:: Provided data ::
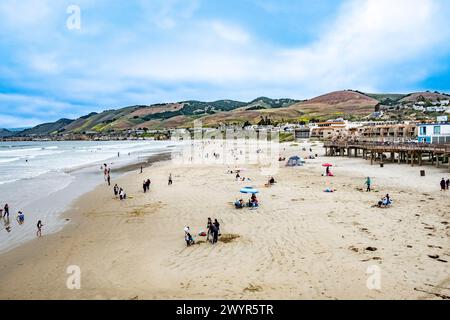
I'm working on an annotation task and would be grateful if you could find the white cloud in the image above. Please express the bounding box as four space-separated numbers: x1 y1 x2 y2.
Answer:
209 21 251 44
0 93 90 120
272 0 450 95
109 0 450 97
0 114 43 128
1 0 450 127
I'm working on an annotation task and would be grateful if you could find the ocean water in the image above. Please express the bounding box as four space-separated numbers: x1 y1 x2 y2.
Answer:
0 140 179 253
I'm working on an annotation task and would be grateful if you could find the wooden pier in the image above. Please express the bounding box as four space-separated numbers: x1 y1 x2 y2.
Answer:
324 141 450 172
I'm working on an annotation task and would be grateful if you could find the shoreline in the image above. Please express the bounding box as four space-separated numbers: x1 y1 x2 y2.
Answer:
0 147 175 255
0 141 449 300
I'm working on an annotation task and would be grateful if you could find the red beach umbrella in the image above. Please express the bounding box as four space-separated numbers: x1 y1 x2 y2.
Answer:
322 163 333 167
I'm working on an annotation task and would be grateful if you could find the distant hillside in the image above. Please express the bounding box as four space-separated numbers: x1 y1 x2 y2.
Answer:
240 97 300 111
399 91 450 103
0 128 14 138
364 93 407 104
16 118 74 136
283 90 379 121
10 90 446 137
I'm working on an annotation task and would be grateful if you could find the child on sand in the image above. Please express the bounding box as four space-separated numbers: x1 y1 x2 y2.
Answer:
17 211 25 224
168 174 173 185
184 227 195 246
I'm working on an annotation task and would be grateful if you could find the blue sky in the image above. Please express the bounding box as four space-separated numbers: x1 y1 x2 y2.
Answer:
1 0 450 128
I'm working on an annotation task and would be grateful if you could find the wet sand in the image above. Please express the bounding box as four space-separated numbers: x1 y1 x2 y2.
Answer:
0 142 449 300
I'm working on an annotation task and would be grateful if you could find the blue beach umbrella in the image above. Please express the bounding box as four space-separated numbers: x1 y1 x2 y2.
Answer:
240 187 259 194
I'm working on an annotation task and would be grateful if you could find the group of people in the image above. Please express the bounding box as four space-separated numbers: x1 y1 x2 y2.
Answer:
234 193 259 209
206 218 221 244
376 194 393 208
440 178 450 191
1 204 24 224
184 218 221 247
113 184 127 200
1 203 43 236
142 179 151 193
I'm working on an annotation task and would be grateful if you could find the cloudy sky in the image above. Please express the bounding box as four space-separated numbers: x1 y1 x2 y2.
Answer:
1 0 450 128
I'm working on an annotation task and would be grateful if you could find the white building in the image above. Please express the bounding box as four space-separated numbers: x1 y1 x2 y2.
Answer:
426 106 446 112
418 123 450 144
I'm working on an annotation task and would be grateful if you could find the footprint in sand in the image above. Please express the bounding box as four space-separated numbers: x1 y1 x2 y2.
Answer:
243 284 263 293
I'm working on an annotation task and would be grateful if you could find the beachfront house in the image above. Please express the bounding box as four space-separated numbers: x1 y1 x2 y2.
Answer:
295 127 310 139
418 123 450 144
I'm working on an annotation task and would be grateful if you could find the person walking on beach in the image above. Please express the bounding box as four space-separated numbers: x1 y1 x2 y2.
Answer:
446 178 450 190
107 174 111 186
143 180 147 193
211 223 219 244
168 173 173 185
214 219 221 237
365 177 372 192
206 218 213 242
3 203 9 218
146 179 151 191
36 220 43 237
113 184 119 198
440 178 446 191
140 166 143 174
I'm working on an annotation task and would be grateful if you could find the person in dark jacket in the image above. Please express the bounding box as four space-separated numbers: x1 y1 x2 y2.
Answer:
440 178 446 191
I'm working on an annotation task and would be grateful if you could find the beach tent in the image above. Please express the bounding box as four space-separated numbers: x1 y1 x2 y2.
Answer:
240 187 259 194
286 156 305 167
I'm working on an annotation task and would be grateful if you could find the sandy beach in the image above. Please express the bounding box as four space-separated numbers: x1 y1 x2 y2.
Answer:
0 141 449 300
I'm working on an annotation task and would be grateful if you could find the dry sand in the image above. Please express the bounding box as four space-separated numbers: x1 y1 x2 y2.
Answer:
0 141 449 300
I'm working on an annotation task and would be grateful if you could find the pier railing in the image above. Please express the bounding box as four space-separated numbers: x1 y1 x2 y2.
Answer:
323 141 450 154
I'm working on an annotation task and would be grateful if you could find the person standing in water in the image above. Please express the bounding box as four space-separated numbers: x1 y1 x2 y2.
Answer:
3 203 9 218
168 173 173 185
36 220 43 237
17 211 25 224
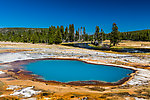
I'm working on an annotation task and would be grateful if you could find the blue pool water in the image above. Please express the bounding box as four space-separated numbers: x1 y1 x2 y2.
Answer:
23 60 133 82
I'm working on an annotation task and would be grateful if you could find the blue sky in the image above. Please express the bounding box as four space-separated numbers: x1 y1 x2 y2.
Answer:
0 0 150 34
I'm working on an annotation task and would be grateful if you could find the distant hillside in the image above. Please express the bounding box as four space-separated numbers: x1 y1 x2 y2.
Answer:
0 28 49 33
122 29 150 33
120 29 150 41
0 26 63 44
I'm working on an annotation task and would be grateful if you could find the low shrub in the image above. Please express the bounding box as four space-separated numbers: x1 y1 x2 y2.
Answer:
87 87 105 92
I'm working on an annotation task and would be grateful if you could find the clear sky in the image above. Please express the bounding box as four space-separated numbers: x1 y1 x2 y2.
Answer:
0 0 150 34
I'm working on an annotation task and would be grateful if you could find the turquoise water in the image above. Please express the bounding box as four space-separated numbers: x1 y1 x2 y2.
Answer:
23 60 133 82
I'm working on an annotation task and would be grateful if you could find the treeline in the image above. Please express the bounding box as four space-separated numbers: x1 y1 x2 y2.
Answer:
120 30 150 41
0 24 90 44
106 29 150 42
0 24 150 45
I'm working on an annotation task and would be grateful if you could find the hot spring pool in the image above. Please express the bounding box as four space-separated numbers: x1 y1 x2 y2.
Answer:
23 60 133 82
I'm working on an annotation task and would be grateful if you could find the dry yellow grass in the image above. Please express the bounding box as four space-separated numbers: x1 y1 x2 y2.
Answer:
104 40 150 48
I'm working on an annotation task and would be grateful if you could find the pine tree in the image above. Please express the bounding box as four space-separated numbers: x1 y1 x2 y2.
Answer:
84 34 88 41
80 27 82 41
101 29 106 41
69 24 72 41
48 26 54 44
69 24 74 42
95 26 100 41
64 27 69 41
83 27 86 41
60 26 64 41
55 26 62 44
75 30 79 41
110 23 120 46
97 29 103 45
0 33 3 41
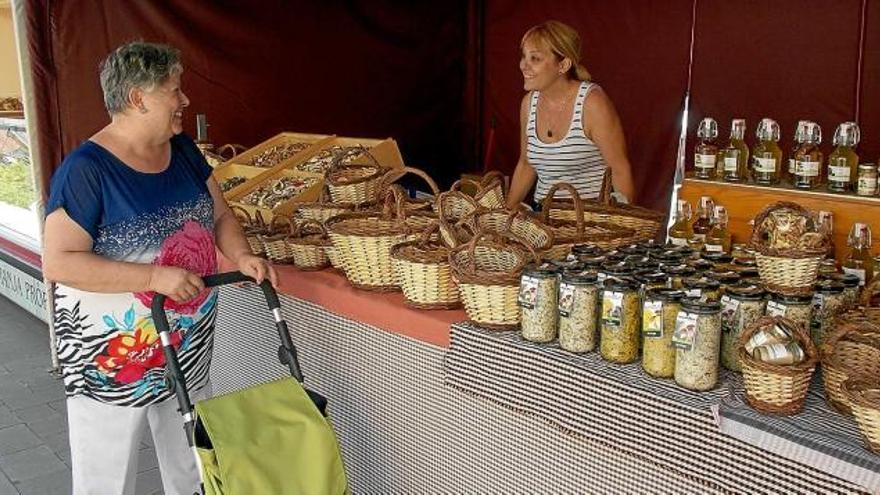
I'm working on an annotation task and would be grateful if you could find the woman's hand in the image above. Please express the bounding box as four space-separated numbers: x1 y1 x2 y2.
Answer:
148 265 206 302
237 254 279 287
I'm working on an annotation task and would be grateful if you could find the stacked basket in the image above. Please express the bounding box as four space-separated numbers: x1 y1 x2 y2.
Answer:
391 224 459 309
435 190 478 248
326 149 387 206
261 215 296 264
287 219 331 271
843 379 880 454
450 170 506 209
230 205 269 257
821 318 880 415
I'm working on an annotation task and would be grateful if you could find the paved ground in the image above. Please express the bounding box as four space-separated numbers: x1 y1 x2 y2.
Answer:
0 294 165 495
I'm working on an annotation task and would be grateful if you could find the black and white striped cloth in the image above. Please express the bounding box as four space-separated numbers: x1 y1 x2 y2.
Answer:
527 81 608 203
444 323 869 494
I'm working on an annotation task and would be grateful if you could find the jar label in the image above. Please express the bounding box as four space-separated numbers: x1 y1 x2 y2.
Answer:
672 312 699 351
842 267 867 286
788 158 796 174
669 236 689 247
796 160 820 177
858 177 878 196
755 157 776 173
518 275 539 309
602 291 624 328
695 153 717 169
720 295 740 334
829 165 850 181
558 283 576 317
685 288 703 299
692 233 707 243
766 300 786 317
705 243 724 253
642 300 664 338
723 157 739 172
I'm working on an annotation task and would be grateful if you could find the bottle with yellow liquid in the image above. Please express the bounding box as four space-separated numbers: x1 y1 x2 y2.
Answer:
751 118 782 185
721 119 749 182
786 120 808 185
793 122 823 190
843 223 875 286
668 200 694 247
817 210 835 259
691 196 714 247
694 118 719 179
705 205 732 254
827 122 860 193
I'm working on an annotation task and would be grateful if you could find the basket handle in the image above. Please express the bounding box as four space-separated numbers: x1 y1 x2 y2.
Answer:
217 143 247 161
292 218 326 238
598 168 613 205
269 214 294 235
539 182 585 236
823 317 880 356
252 210 269 232
381 166 441 197
229 204 254 227
416 223 441 247
450 177 482 195
480 170 508 196
380 185 408 224
736 315 816 358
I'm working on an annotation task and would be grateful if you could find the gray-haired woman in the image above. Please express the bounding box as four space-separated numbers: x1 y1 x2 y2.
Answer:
42 41 276 495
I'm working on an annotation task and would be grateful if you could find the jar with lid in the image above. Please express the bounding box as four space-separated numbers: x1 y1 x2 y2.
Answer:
:::
Directions =>
Every line above in the stretch from the one with "find the hot" through the one with "the jar label" is to be transcribed exactly, ends included. No picture is copied.

Solution to this exercise =>
I'm working on an annotation task and would be grateful if you could find the hot spring pool in the image above. Please express the bounding box as four space-separated numbers: x1 y1 x2 y2.
Answer:
23 60 133 82
I'm working on an annotation task and would be grateful if you could find the dry yellow grass in the image above. Please express the bounding box as four space-separated numbers: x1 y1 x2 y2.
Answer:
104 40 150 48
I'm working on an annotation task and would be grateful if you could find the pine tree in the image above. Please express the bounding box as four space-separated numbers: x1 y1 x2 y2.
Answer:
84 34 88 41
80 27 82 41
101 29 106 41
69 24 72 41
48 26 54 44
69 24 74 42
95 26 100 41
64 27 69 41
83 27 86 41
60 26 64 41
55 26 62 44
75 30 79 41
110 23 120 46
97 29 103 45
0 33 3 41
I'm working on an annotation task and would be grateful if you could find the woman's hand in the image above. Please express the bounding box as four space-separated numbers: x1 y1 x2 y2.
Answer:
148 265 206 302
237 254 279 287
I'm working on an annotation task and would be grateful if you could find the stacked basket in the image above. Please express the bounding box as four space-separated numbers: x1 y1 x2 y2.
Answer:
391 224 459 309
435 190 478 248
326 149 387 206
261 215 296 264
287 219 331 271
843 379 880 454
450 170 506 209
230 205 269 257
821 318 880 415
I'm working on an annotation task and would be grateful if you could find the paved ground in the image above. Please express the bounding box as four space-separated numbers: x1 y1 x2 y2.
Answer:
0 294 165 495
I'm working on an annotation task and would be grateful if you could find the black and white striped cloth in the image above. Please express the bounding box as four space-separated numbers: x1 y1 x2 y2.
Answer:
527 81 608 203
444 323 869 494
I'm working on an annotation task and would be grateful if you could find the jar label in the image above. Please express the bounding box as four space-separated numbers: x1 y1 x2 y2.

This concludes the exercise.